Record excerpts:
+---+

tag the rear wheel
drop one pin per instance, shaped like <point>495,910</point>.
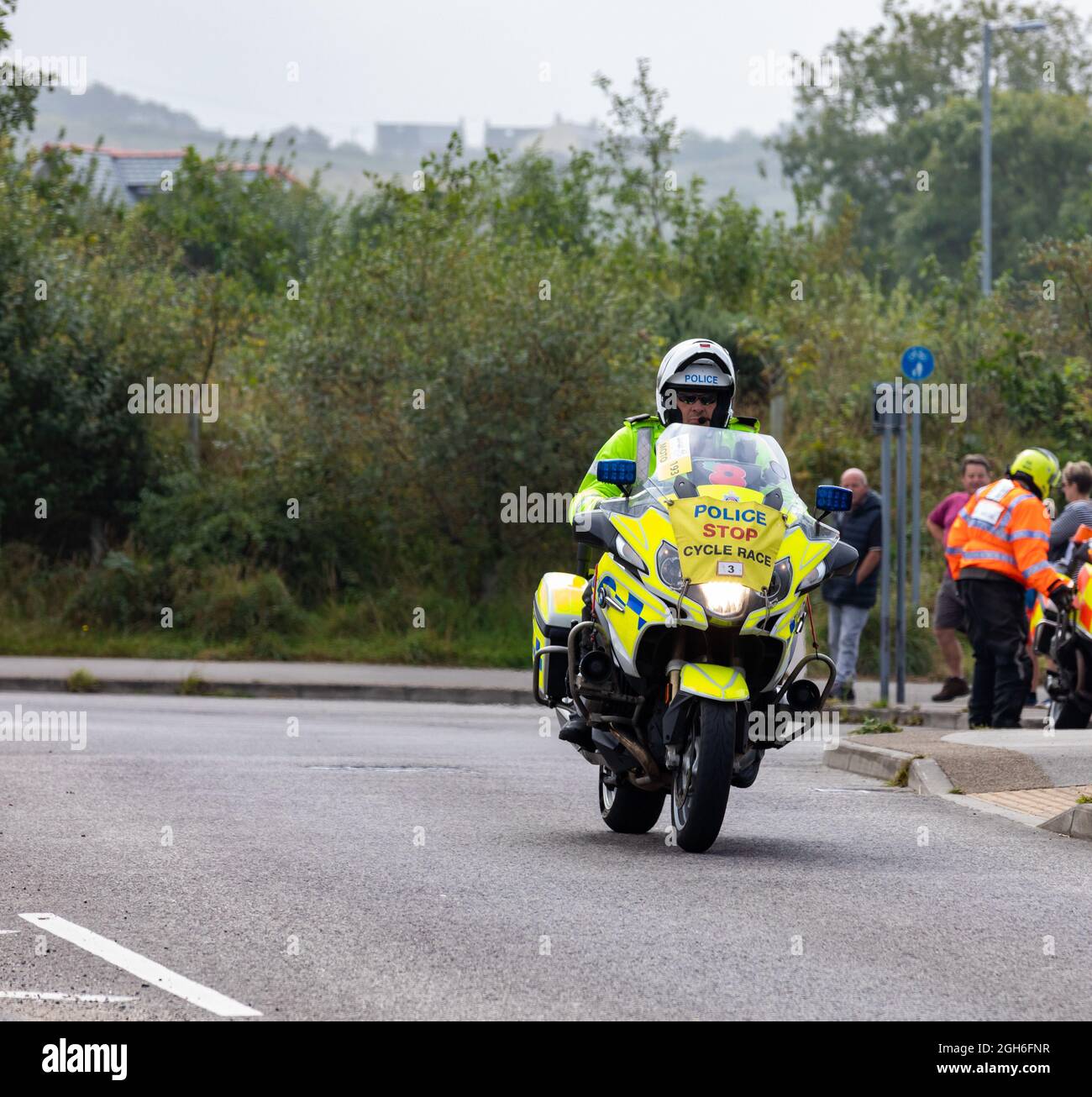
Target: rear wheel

+---+

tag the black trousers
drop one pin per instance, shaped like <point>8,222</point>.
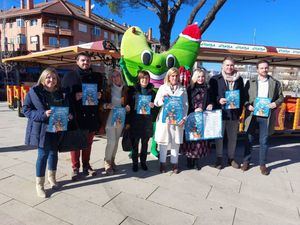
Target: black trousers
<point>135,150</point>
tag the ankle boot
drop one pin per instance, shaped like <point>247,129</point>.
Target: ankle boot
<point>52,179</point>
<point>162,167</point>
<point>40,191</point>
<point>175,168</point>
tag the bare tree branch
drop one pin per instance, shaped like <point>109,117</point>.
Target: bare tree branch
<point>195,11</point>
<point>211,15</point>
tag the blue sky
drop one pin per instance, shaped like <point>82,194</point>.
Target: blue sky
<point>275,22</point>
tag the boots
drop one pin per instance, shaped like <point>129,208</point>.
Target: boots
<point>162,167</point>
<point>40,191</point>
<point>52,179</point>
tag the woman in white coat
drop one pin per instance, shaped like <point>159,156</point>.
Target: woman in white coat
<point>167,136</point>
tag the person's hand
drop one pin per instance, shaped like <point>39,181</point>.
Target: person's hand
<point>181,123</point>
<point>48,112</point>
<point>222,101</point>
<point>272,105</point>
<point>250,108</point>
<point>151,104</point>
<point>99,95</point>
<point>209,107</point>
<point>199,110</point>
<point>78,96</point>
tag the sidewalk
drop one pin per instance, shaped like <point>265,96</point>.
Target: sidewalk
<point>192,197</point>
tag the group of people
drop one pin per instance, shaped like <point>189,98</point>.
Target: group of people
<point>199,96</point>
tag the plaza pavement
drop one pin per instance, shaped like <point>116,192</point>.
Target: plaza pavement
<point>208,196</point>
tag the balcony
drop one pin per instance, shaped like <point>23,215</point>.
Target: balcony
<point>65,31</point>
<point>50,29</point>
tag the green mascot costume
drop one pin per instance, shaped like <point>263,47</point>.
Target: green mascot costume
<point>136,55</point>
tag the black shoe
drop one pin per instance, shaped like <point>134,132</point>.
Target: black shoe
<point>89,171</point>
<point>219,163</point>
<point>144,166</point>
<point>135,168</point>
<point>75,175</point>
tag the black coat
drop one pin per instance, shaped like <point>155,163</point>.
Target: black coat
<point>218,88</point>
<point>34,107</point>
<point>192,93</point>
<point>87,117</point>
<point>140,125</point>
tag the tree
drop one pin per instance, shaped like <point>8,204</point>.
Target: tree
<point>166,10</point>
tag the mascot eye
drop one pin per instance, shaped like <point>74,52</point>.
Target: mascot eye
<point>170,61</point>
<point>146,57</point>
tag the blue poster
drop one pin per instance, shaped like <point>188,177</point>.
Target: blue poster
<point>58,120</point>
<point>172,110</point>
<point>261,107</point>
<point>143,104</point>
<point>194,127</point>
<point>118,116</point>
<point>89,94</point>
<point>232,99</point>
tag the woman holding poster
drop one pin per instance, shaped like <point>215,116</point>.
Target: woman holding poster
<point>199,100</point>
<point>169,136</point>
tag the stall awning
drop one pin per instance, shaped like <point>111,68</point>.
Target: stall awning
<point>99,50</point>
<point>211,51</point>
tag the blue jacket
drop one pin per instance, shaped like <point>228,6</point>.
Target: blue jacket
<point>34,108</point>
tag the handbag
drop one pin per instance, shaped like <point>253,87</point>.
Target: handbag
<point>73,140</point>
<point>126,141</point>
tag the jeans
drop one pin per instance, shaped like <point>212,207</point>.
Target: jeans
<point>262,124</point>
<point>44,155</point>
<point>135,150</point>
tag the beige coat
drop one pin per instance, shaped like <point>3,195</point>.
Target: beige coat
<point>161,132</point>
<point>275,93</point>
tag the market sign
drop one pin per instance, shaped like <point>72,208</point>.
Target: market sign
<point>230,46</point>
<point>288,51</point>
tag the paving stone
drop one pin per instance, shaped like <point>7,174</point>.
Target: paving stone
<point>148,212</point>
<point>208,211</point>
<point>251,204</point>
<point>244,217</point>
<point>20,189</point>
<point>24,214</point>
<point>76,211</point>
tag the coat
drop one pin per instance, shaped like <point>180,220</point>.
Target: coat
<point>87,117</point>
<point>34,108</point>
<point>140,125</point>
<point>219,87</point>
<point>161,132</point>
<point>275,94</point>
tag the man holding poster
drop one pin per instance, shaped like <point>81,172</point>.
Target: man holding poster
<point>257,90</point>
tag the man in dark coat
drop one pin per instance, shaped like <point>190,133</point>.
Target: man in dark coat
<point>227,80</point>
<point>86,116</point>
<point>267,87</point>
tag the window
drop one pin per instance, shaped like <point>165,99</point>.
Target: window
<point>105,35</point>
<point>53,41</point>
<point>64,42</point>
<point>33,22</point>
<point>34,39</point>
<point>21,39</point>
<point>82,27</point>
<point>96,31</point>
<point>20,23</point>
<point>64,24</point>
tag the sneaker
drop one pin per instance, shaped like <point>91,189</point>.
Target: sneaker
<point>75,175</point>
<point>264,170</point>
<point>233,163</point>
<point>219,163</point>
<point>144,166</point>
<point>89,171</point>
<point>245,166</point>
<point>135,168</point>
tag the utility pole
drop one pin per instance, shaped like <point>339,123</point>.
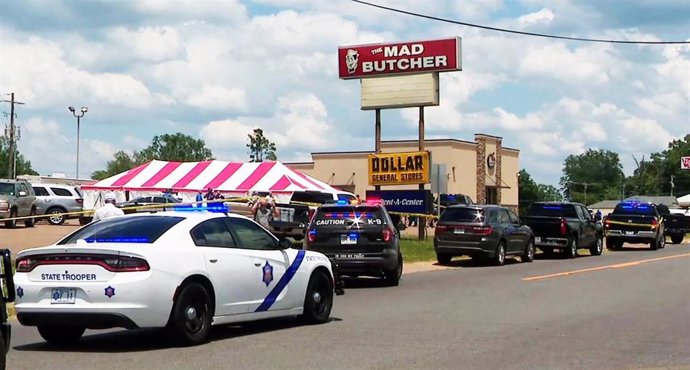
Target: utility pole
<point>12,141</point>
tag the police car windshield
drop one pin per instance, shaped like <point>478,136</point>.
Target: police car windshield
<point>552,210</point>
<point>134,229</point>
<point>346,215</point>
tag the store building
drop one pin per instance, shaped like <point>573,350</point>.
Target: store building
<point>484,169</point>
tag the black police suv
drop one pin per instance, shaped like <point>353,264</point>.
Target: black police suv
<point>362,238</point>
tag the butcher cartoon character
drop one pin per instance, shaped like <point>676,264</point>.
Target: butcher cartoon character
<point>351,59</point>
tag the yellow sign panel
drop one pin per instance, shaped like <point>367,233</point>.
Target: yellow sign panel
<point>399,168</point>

+---+

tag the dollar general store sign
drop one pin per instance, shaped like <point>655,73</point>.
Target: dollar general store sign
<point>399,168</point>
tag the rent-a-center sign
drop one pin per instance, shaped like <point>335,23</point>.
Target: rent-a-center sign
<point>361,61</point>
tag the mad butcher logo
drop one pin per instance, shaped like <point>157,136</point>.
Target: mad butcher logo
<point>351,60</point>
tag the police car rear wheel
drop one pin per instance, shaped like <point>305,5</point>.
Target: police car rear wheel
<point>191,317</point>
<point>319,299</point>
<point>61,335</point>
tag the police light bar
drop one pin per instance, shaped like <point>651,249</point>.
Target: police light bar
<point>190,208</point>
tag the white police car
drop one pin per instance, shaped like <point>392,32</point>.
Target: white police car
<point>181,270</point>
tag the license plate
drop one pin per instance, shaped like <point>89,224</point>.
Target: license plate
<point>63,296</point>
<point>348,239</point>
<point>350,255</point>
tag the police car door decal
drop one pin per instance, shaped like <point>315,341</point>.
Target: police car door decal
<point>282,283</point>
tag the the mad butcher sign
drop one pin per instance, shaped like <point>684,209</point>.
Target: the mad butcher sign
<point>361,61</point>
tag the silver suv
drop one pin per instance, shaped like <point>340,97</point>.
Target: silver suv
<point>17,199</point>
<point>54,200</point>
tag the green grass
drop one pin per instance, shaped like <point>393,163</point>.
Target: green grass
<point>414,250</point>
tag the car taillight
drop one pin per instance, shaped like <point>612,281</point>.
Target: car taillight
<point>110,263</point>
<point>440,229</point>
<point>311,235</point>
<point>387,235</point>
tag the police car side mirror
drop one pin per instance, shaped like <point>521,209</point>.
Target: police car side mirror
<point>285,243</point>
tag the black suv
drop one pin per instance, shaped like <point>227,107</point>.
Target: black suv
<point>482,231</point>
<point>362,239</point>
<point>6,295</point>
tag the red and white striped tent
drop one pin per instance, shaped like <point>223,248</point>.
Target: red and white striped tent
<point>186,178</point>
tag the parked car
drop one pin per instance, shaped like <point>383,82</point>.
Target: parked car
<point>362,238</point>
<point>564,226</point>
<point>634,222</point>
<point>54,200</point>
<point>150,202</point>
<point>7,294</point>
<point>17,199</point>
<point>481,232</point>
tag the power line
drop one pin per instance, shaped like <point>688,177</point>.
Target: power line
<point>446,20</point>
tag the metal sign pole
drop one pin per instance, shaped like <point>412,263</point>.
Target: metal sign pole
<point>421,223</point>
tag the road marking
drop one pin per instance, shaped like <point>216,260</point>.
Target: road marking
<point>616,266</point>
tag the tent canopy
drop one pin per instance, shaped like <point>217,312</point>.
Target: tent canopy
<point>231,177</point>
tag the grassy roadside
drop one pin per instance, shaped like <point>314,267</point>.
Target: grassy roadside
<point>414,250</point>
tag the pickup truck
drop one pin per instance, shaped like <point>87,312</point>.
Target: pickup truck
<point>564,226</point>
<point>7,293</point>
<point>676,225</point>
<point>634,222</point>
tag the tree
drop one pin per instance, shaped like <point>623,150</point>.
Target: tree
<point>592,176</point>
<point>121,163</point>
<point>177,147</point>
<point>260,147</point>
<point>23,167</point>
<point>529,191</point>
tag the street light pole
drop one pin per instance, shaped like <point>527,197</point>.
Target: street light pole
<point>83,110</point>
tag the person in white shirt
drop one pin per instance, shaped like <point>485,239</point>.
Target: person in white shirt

+---+

Instructions to follow: Only lines with the string "shirt" are wanted; please find each one in the listing and copy it.

Solution to the problem:
tag the person in white shirt
Target: person in white shirt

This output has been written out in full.